== Required tasks ==
1) Answer these questions about the essay on a day as a Golden Retriever rescue volunteer:
(a) At least how many pounds underweight is Omaha?
(b) How many fosters does the other volunteer already have when she agrees to take Omaha?
(c) At what time does the writer fall into bed?
2) In the essay on a day as a Golden Retriever rescue volunteer, which kinds of dog might a potential foster parent or adopter have to handle? List every one.

Dog Day in the Life of...
...The Dog Rescuer
by Marcia Livingston
Editor, Charleston Doggy Town
I was asked to write about "A Day in the Life as a Golden Retriever Rescue Volunteer."
You might think that I have a teflon core after working as an ER/Trauma nurse for decades. I have seen human scalpings, gunshot- riddled bodies, burned children. That job could be agonizing. But it is nothing like being a volunteer for Grateful Goldens Rescue of the Low Country (GGRLC). In so many ways this is more difficult, but like being a trauma nurse, can be incredibly rewarding as well.
Take yesterday, for example. At 7 AM, after feeding my two adoptees and one foster at my James Island home, the phone calls began. I have two missions: to pick up a recently rescued Golden and to interview a prospective couple on Seabrook looking to adopt one.
So, before I make my trek to do a home visit with the potential adopters, I pick up Omaha. Recently surrendered by his family, Omaha is a 5-year old Golden currently being fostered in Mount Pleasant. To my shock and horror, this dog is in awful shape. He is terribly malnourished, at least 40-pounds underweight. And he has infections in his ears, mouth and eyes. He is unneutered and unvaccinated as well. He was turned in by a family who could no longer afford to keep him, and it looks like they stopped caring about him quite a while ago.
With devoted care Omaha should weigh about 90 pounds. Until he gains weight, he cannot be neutered. He is nervous, confused, pretty raggedy looking, but sweet and gentle. He wants to please so badly, as soon as figures out what you want. He wins my respect and my heart, but he is so frightened, he is rather unaware of me at all.
On the hour-long trip to Seabrook, Omaha is quiet. At traffic stops I can barely look at him, lest I burst into tears at his condition. Who could maltreat such an animal? What were they thinking? Or not thinking? I know times are hard, but dammit, there is help out here! Don’t starve your dog!
In retrospect, it seems silly that we thought the Seabrook family would FWI (Foster with Intent to adopt) such a dog since they requested a small Golden or Golden mix. But hope is eternal in us volunteers.
Ah, not to be. Sadly, Omaha was too much for them to handle. That’s OK. Another Golden is out there for them.
So, Omaha and I drive again and he patiently trusts me— a total stranger— to do the right thing for him. I am looking deep into this pathetic dog’s soulful brown eyes, wanting so badly to take him home with me and love him back to health. But my big Golden male hates unneutered males and that would be a disaster.
By cell, the other volunteer and I arrange to meet again. She will foster Omaha until we find him a home, even though she already has four fosters. Omaha docilely transfers himself from my car to hers, head down, resigned to his fate.
By late afternoon, I am back at home and on-line discussing with other GGRLC volunteers in Florence, Mount Pleasant and coastal Georgia the placement of several other Goldens.
Does that one like cats? Kids? Other dogs? Can the potential foster parent/adopter handle a sick dog? A big dog? A dog that needs to run? A dog who has never been on a leash? A dog who is undergoing heartworm treatment? How can people do this to a dog? Or not do? But we thank them for turning the dog in to us in lieu of having the animal euthanized or placed in a shelter for future death.
At 6 PM, after feeding my two adoptees and one foster, the phone calls begin again. I speak with more volunteers as we discuss the amazing rewards and horrors of being a volunteer. Ups and downs.
I fall into bed at midnight. I am exhausted. And as I hear the gentle snoring of Lady, Chase and Izzy, I think still of Omaha. What is his fate?

[Point-per-instance localization data]
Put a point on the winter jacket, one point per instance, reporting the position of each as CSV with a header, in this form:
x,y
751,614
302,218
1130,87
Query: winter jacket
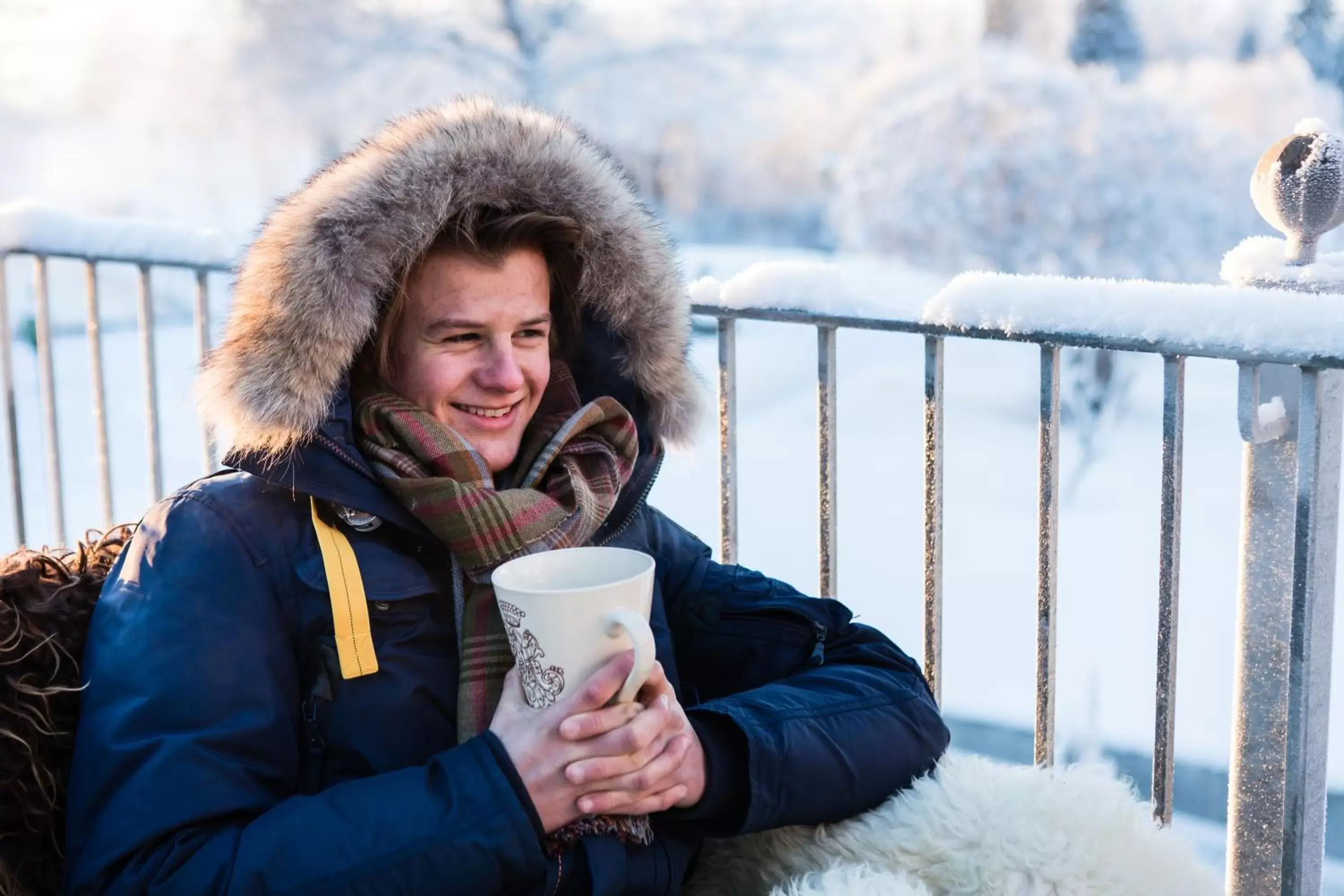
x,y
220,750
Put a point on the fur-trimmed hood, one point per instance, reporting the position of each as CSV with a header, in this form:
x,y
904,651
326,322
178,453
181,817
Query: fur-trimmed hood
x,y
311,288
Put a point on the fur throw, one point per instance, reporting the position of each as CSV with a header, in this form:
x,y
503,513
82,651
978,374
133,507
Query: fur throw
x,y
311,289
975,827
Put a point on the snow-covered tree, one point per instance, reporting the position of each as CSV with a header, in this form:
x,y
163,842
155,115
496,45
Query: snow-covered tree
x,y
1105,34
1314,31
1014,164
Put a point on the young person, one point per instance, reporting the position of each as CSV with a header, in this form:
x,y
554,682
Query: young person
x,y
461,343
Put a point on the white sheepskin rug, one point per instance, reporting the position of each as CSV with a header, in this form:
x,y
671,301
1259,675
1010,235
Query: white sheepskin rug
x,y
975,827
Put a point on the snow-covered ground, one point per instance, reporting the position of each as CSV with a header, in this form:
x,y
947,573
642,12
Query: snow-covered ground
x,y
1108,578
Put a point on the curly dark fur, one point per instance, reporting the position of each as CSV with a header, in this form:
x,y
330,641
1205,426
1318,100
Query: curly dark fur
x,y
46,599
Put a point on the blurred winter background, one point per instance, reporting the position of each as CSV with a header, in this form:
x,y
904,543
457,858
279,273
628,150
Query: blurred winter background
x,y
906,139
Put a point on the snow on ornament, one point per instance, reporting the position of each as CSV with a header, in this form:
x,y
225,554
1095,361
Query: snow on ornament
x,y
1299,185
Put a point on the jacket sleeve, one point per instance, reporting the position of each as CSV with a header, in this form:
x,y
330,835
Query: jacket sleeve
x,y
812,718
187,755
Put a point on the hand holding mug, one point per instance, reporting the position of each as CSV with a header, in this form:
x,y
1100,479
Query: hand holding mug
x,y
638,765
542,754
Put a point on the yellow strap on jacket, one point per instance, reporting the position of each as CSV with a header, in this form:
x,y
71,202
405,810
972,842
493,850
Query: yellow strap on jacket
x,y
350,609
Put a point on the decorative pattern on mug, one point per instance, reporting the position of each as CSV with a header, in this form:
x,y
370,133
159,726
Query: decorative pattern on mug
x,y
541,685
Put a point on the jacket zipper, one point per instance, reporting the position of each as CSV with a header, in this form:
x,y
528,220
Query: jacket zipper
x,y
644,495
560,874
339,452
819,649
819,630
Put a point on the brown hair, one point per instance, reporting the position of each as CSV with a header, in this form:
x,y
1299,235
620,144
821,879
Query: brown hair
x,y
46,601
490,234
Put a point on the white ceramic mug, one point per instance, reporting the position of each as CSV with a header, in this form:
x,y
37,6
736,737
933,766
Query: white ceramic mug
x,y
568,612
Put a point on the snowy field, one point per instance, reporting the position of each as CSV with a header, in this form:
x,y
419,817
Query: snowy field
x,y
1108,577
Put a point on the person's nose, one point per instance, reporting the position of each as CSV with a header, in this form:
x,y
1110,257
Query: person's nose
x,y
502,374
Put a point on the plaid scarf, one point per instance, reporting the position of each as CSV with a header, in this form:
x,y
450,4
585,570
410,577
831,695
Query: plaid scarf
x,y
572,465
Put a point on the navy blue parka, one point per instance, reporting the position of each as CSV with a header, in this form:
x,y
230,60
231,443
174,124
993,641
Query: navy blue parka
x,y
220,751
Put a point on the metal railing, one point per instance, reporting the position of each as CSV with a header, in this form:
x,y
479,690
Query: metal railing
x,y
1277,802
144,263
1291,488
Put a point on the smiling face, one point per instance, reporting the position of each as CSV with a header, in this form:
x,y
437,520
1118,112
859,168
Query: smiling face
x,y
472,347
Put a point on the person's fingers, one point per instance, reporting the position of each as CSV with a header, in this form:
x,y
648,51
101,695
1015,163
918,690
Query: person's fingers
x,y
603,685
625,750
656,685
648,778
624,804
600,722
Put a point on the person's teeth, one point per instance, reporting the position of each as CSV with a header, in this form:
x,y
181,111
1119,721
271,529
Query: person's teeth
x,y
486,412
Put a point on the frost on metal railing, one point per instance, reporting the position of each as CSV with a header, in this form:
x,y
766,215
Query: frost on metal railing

== Answers given ==
1)
(a) At least 40 pounds.
(b) Four.
(c) Midnight.

2)
- A sick dog
- A big dog
- A dog that needs to run
- A dog who has never been on a leash
- A dog who is undergoing heartworm treatment